→ PROBLEMA PLANTEADO 1: Enumere los adjetivos con los que el texto sobre la mudanza de Caracas a Berkeley califica a los hijos de la familia berkeliana.
→ PROBLEMA PLANTEADO 2: Redacte la continuación del texto sobre la mudanza de Caracas a Berkeley a partir de su última oración.

→ TEXTO DEL DOCUMENTO:
────────────────

Si hiciera una lista de las cosas que son completamente diferentes para mí desde que me mudé de Caracas a Berkeley, necesitaría pedirle espacio a los servidores de Wikipedia. Diferentes no significa mejores ni peores, sólo eso: distintas.
En general, cuando uno viene de un país como Venezuela, donde el caos no sólo es aceptado sino que muchas veces celebrado, el choque cultural que representa el orden norteamericano es fuerte: si una cita es a las 9 no es a las 9:05 ni a las 9:30, es a las 9:00; el “como a las 9”, aunque puede traducirse como “9 ish”, no existe como concepto. ¿Será que el tiempo tiene más valor para ellos que para nosotros, o que preferimos trasladar el stress de las citas puntuales a otros asuntos?
Por otro lado, ese respeto ciego al orden los hace muy vulnerables a nuestros “manejos de objeciones”: ante un “lo lamento, no hay citas hasta marzo de 2013” respondemos “¿seguro? ¿puede buscar en la agenda a ver si hay un huequito? Sí, espero mientras revisa” y, casi siempre, nuestro apremio de última hora resulta vencedor.
Ese orden férreo se traslada a todos los aspectos de la vida en Berkeley. Yo, acostumbrada a la eterna incertidumbre, me sobresalto ante la falta de sorpresas. Pero dicen que uno se acostumbra a todo y yo estoy entrenando para eso.
Mi último examen de equivalencia entre Ccs/Bk lo presenté este fin de semana: mi hijo mayor fue invitado al cumpleaños de uno de sus compañeros de clase. Familia berkeliana al 100%, padres encantadores, educadísimos, correctísimos y todos esos ísimos. Hijos maravillosos, inteligentes, educados, leídos (sí, leídos), probablemente no ven televisión y estoy segura de que se saben la Ley de Gravitación Universal con fórmula y todo.
Por supuesto, la celebración tenía una agenda: comenzó con un almuerzo donde todos los niños se sentaron, comieron y esperaron pacientemente, sin levantarse, hasta que cantaron cumpleaños. ¿Cómo hicieron para que mi Santiago, que no aguanta ni 2 minutos sin revolverse, soportara 40 minutos en la mesa? (Inserte cara envidiosa aquí). Además, los estoicos niños esperaron, sin pararse de sus sillas, hasta que les sirvieron su correspondiente pedazo de torta con helado. Debo reconocer que el pastel merecía la pena, pero cuando intenté hacer lo mismo en mi casa con un pedazo que me regalaron, no funcionó: me pregunto qué estoy haciendo mal.

────────────────

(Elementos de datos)

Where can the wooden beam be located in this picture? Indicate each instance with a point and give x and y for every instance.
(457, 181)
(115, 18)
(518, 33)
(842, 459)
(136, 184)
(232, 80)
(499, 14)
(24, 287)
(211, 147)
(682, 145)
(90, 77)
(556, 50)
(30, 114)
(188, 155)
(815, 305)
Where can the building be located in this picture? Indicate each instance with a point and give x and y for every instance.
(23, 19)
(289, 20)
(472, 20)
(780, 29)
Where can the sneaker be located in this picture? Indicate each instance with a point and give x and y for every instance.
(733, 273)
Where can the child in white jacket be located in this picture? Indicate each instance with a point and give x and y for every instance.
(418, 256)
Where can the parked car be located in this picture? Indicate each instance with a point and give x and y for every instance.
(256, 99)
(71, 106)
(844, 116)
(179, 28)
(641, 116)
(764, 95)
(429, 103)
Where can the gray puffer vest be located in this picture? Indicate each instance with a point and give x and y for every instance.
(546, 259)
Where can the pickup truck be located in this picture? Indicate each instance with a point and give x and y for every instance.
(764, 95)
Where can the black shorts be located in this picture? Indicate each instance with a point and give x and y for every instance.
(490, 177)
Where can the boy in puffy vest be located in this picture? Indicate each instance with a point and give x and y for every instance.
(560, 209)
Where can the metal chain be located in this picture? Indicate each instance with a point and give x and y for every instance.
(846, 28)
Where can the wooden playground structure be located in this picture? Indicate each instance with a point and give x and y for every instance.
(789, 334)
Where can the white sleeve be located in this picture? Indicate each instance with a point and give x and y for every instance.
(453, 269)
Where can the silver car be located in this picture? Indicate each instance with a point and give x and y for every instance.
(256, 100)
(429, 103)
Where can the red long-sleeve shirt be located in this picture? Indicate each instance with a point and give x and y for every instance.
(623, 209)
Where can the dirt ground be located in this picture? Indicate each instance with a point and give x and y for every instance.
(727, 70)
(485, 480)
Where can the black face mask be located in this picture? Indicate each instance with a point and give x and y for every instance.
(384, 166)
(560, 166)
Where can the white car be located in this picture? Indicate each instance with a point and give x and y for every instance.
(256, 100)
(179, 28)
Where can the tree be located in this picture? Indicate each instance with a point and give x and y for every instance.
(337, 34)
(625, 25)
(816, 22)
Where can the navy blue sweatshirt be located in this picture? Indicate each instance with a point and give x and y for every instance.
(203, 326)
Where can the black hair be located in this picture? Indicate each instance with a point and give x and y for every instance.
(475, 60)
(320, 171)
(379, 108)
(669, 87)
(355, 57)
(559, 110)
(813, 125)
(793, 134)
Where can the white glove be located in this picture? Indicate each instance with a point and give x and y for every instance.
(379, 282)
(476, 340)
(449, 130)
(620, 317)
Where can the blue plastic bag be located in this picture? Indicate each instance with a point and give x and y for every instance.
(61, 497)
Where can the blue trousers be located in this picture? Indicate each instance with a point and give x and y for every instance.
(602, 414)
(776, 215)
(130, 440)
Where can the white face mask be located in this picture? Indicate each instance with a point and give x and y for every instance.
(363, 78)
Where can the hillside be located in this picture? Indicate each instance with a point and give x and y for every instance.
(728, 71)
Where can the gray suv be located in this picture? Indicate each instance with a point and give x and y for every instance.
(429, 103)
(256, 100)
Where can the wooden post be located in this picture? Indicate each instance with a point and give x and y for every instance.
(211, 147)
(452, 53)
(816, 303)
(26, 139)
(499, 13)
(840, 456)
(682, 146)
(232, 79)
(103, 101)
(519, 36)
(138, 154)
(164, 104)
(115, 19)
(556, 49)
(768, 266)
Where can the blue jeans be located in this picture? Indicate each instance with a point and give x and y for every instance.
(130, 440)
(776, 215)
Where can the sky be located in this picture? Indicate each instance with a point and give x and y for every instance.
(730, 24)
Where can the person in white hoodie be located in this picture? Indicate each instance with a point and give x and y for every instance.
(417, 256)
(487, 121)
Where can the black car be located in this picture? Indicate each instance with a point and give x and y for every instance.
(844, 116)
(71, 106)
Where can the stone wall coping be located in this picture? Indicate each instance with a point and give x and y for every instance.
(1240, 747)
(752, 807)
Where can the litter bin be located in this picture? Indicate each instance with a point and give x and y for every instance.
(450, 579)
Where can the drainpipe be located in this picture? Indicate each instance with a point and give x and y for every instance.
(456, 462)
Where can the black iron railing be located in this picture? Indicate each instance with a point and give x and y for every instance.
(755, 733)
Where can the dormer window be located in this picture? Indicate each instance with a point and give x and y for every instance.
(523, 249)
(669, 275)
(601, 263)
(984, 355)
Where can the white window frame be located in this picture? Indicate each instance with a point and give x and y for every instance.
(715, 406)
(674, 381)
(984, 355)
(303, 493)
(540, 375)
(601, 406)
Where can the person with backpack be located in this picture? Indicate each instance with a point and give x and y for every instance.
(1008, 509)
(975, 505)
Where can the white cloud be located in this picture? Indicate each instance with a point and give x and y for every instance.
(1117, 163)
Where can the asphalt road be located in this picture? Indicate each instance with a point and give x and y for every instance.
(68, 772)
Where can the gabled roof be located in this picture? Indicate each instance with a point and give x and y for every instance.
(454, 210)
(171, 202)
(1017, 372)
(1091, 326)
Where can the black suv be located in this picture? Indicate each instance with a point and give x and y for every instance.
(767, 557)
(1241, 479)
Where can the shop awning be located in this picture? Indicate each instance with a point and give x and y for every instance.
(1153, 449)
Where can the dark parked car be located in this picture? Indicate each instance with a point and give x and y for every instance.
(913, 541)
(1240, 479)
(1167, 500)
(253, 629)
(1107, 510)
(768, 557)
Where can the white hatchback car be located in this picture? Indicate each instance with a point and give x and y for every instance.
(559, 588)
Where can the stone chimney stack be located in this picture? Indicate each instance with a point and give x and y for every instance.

────────────────

→ RESULTADO 1: maravillosos, inteligentes, educados, leídos

→ RESULTADO 2:
Para mí, que no existe algo como “estás comiendo demasiada azúcar” la restricción de un solo pedazo de torta por niño me parece incomprensible, pero cuando ves las cifras de obesidad infantil a nivel mundial tiendes a darles la razón. Mis hijos, que no aceptan un “no” por respuesta (¿a quién habrán salido?), ya interiorizaron el “no seconds” y son felices así. Dios los libre de una piñata venezolana con torta, quesillo, profiteroles, gelatina, tequeños y mucha frescolita y uvita.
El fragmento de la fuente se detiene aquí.